--- Stated task ---
In the material below, change every "Tag each instance" to "Mark every instance" and write it out again with everything else left as it is.

::: Material for the task :::

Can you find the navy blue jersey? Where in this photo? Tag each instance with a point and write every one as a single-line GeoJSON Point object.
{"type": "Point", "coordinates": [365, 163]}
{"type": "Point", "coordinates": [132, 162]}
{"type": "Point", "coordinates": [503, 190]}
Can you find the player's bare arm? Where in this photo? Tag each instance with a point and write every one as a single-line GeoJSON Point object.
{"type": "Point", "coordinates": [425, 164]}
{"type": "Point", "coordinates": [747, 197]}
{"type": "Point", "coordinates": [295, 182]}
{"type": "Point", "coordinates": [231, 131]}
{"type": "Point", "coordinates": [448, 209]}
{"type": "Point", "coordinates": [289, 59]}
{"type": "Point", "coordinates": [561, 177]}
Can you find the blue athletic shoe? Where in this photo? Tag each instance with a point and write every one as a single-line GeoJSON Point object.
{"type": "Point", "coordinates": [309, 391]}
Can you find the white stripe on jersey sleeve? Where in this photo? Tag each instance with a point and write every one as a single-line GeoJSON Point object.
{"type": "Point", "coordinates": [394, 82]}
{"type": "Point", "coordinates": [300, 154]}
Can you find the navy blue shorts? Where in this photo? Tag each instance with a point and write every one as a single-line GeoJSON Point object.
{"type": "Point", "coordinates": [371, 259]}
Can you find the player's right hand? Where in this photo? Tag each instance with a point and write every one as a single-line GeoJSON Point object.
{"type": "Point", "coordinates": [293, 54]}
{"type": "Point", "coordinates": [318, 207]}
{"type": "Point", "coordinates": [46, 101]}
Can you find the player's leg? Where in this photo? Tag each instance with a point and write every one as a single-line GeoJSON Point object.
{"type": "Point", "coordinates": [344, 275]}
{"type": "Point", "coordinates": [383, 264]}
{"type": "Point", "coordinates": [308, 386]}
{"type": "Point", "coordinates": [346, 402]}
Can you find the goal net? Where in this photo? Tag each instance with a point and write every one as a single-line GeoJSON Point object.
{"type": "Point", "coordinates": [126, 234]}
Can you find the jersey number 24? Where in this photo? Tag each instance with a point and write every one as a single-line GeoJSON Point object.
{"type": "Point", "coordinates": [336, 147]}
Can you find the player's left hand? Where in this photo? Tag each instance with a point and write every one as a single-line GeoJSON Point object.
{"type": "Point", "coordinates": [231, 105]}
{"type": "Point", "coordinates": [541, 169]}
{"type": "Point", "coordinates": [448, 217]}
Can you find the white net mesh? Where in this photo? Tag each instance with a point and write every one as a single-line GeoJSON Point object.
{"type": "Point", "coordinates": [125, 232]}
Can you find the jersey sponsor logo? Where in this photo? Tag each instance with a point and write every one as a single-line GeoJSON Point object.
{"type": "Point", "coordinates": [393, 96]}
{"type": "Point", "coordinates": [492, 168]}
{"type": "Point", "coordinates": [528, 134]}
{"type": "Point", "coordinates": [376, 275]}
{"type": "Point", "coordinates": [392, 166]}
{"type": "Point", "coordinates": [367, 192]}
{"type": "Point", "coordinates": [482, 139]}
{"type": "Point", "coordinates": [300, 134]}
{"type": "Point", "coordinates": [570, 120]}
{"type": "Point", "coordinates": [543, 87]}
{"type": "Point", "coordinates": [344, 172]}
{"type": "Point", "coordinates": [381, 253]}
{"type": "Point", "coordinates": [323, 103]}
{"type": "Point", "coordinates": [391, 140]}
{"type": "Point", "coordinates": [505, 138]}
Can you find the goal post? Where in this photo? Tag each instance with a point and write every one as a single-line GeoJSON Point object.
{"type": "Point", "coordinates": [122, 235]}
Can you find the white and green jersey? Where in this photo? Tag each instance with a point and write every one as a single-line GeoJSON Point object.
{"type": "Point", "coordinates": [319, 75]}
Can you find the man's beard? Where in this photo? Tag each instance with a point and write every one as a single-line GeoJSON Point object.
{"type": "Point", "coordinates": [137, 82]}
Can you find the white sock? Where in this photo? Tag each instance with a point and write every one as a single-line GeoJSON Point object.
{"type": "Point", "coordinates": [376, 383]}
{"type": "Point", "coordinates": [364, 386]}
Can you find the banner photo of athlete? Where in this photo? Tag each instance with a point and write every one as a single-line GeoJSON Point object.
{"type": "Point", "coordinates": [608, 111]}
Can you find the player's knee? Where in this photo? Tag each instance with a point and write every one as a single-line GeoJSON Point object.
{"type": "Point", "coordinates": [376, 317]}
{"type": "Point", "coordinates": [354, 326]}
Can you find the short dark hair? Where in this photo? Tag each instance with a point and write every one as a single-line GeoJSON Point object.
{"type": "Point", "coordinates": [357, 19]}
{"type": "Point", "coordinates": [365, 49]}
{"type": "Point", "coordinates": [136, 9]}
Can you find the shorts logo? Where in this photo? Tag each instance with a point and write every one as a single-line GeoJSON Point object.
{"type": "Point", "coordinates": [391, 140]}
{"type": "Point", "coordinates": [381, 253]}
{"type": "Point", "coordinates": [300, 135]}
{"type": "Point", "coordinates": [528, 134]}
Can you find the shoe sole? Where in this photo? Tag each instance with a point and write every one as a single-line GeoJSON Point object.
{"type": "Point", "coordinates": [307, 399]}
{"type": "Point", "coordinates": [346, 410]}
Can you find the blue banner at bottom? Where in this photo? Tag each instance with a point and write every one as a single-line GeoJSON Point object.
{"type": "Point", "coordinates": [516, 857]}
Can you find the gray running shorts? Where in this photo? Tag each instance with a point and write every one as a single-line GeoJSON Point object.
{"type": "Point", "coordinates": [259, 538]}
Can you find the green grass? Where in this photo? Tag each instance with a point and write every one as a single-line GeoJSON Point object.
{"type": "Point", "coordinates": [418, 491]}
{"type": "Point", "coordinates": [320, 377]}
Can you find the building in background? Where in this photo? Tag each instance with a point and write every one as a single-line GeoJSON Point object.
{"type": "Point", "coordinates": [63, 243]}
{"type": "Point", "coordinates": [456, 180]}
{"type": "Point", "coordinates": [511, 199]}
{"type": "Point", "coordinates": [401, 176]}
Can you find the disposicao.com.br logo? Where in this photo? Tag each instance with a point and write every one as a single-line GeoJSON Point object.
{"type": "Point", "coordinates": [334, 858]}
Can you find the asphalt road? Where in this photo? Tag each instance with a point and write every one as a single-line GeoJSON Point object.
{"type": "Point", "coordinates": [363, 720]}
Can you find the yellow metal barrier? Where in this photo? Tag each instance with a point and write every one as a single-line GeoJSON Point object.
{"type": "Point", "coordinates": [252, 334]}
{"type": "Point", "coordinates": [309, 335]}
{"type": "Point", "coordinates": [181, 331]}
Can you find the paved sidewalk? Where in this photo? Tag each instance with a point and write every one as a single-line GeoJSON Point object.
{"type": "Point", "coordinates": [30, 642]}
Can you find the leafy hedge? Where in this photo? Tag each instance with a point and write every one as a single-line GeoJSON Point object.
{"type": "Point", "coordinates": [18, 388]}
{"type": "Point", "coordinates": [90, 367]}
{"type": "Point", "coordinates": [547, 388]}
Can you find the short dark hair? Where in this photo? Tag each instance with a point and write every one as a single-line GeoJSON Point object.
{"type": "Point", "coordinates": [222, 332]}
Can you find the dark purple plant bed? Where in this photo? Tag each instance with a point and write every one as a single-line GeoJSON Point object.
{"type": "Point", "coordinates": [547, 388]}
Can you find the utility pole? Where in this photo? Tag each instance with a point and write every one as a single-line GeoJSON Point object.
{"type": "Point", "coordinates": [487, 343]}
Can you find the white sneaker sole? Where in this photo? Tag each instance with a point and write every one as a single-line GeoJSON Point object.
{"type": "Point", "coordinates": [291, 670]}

:::

--- Solution below ---
Can you find the navy blue jersey? Where in this photo? Mark every instance with a point and write every one as a single-line GeoJSON Point object.
{"type": "Point", "coordinates": [365, 163]}
{"type": "Point", "coordinates": [132, 162]}
{"type": "Point", "coordinates": [503, 190]}
Can you find the player's bare arm? Where in this photo? Mark every instance with a point and write every one as a single-line GeoJSON Point object.
{"type": "Point", "coordinates": [425, 164]}
{"type": "Point", "coordinates": [747, 197]}
{"type": "Point", "coordinates": [295, 182]}
{"type": "Point", "coordinates": [231, 131]}
{"type": "Point", "coordinates": [448, 209]}
{"type": "Point", "coordinates": [289, 59]}
{"type": "Point", "coordinates": [561, 177]}
Can you find the blue athletic shoe? Where in this photo? Mark every instance with a point and write every one as a single-line GeoJSON Point object.
{"type": "Point", "coordinates": [309, 391]}
Can you find the white stripe on jersey sleeve? Where in this photo? Mark every instance with a point and write every one as a single-line GeoJSON Point object.
{"type": "Point", "coordinates": [394, 82]}
{"type": "Point", "coordinates": [300, 154]}
Can you find the navy blue shorts? Where in this photo? Mark every instance with a point and write every one as a single-line GeoJSON Point object.
{"type": "Point", "coordinates": [371, 259]}
Can you find the player's right hand? Where in this photo? Mark every instance with a point and write every one as a single-line GeoJSON Point object.
{"type": "Point", "coordinates": [293, 54]}
{"type": "Point", "coordinates": [318, 207]}
{"type": "Point", "coordinates": [46, 101]}
Can you find the player's leg? Where in this photo? Mark every instance with a point and write every one as a single-line GeoJSON Point object.
{"type": "Point", "coordinates": [344, 275]}
{"type": "Point", "coordinates": [383, 264]}
{"type": "Point", "coordinates": [308, 386]}
{"type": "Point", "coordinates": [346, 402]}
Can you find the goal net? Where in this photo? Mark every instance with a point and write every one as a single-line GeoJSON Point object.
{"type": "Point", "coordinates": [126, 234]}
Can you find the jersey number 24? Where in this photo? Mark every instance with a point and write every one as a single-line GeoJSON Point object.
{"type": "Point", "coordinates": [336, 147]}
Can you find the player's left hand? Where in this photo? Mark every instance with a point and write every one as a single-line GeoJSON Point object.
{"type": "Point", "coordinates": [231, 105]}
{"type": "Point", "coordinates": [541, 169]}
{"type": "Point", "coordinates": [448, 217]}
Can you find the white net mesh? Where in this photo? Mark every instance with a point and write every one as a single-line GeoJSON Point object.
{"type": "Point", "coordinates": [125, 232]}
Can you find the jersey sponsor logo? Where in this photo? Mark every instance with a point and write every one as a single-line GeoJSON Point object.
{"type": "Point", "coordinates": [393, 96]}
{"type": "Point", "coordinates": [492, 168]}
{"type": "Point", "coordinates": [528, 134]}
{"type": "Point", "coordinates": [376, 275]}
{"type": "Point", "coordinates": [392, 166]}
{"type": "Point", "coordinates": [367, 192]}
{"type": "Point", "coordinates": [482, 139]}
{"type": "Point", "coordinates": [300, 134]}
{"type": "Point", "coordinates": [570, 120]}
{"type": "Point", "coordinates": [543, 87]}
{"type": "Point", "coordinates": [344, 172]}
{"type": "Point", "coordinates": [381, 253]}
{"type": "Point", "coordinates": [323, 103]}
{"type": "Point", "coordinates": [391, 140]}
{"type": "Point", "coordinates": [505, 138]}
Can you find the goal post? Where in this photo? Mark every instance with a point and write every one as a single-line GeoJSON Point object.
{"type": "Point", "coordinates": [122, 235]}
Can you find the white and green jersey? Where in this photo? Mark every instance with a point and write every one as a single-line GeoJSON Point object.
{"type": "Point", "coordinates": [319, 75]}
Can you find the man's beard? Where in this photo? Mark every instance with a point and write every one as a single-line GeoJSON Point object.
{"type": "Point", "coordinates": [137, 82]}
Can you find the white sock? Where in this photo? Mark every instance with a point and write every one as a single-line GeoJSON Point object.
{"type": "Point", "coordinates": [376, 383]}
{"type": "Point", "coordinates": [364, 386]}
Can you find the banner photo of athlete? Where in this photo? Mark every instance with a point and write every one as a single-line GeoJSON Point object.
{"type": "Point", "coordinates": [608, 111]}
Can you find the player's knee? Where in this photo? Mark every instance with a point and write every one as a single-line GeoJSON Point object.
{"type": "Point", "coordinates": [376, 317]}
{"type": "Point", "coordinates": [354, 326]}
Can you find the short dark hair? Where in this photo? Mark every instance with a point and write every one as a single-line GeoJSON Point object.
{"type": "Point", "coordinates": [357, 19]}
{"type": "Point", "coordinates": [365, 49]}
{"type": "Point", "coordinates": [136, 9]}
Can you find the shorts logo? Where in this photo? Mark every instance with a point and write every one as a single-line GeoJSON Point object.
{"type": "Point", "coordinates": [391, 140]}
{"type": "Point", "coordinates": [381, 253]}
{"type": "Point", "coordinates": [300, 135]}
{"type": "Point", "coordinates": [528, 134]}
Can you find the shoe sole? Where in this photo? Mark every instance with a point and write every one as a single-line GeoJSON Point object.
{"type": "Point", "coordinates": [307, 399]}
{"type": "Point", "coordinates": [346, 410]}
Can you find the blue banner at bottom? Where in this photo? Mark every instance with a point and write every one as a single-line GeoJSON Point object.
{"type": "Point", "coordinates": [516, 857]}
Can you find the gray running shorts? Where in this photo? Mark every instance with a point and write every one as a single-line GeoJSON Point object.
{"type": "Point", "coordinates": [259, 538]}
Can you find the green grass? Where in this photo? Mark every instance with a point and write every one as a single-line GeoJSON Point object.
{"type": "Point", "coordinates": [418, 491]}
{"type": "Point", "coordinates": [320, 377]}
Can you find the building in background? Where in this photo? Mark every instance with a point and write every one as a single-line GeoJSON Point object.
{"type": "Point", "coordinates": [63, 243]}
{"type": "Point", "coordinates": [456, 180]}
{"type": "Point", "coordinates": [511, 199]}
{"type": "Point", "coordinates": [401, 176]}
Can you find the disposicao.com.br logo? Where in this photo? Mark every instance with a point and write every one as a single-line GeoJSON Point object.
{"type": "Point", "coordinates": [334, 858]}
Can you find the asphalt road? Where in this photo? Mark every instance with a point and write every one as a single-line GeoJSON Point object.
{"type": "Point", "coordinates": [363, 720]}
Can you find the yellow metal barrier? Where in this photo? Mark every instance with a point and write every one as a single-line GeoJSON Point object.
{"type": "Point", "coordinates": [252, 334]}
{"type": "Point", "coordinates": [309, 335]}
{"type": "Point", "coordinates": [181, 331]}
Can you find the paved sidewalk? Where in this photo? Mark every instance with a point and write every one as a single-line GeoJSON Point object.
{"type": "Point", "coordinates": [30, 642]}
Can you find the leafy hedge? Where in this photo? Mark every instance with a point and write every one as a single-line GeoJSON Point object.
{"type": "Point", "coordinates": [18, 388]}
{"type": "Point", "coordinates": [90, 367]}
{"type": "Point", "coordinates": [547, 388]}
Can you find the short dark hair? Where in this photo? Mark every instance with a point and write every one as a single-line GeoJSON Point object.
{"type": "Point", "coordinates": [222, 332]}
Can you find the dark purple plant bed? Where in this photo? Mark every instance with a point and write every one as a single-line GeoJSON Point object.
{"type": "Point", "coordinates": [547, 388]}
Can you find the utility pole? Where in this photo? Mark every instance with a point and write every one as a single-line GeoJSON Point object.
{"type": "Point", "coordinates": [487, 343]}
Can you find the white sneaker sole? Where in this photo? Mark every instance with a point and write every one as a single-line GeoJSON Point object.
{"type": "Point", "coordinates": [291, 670]}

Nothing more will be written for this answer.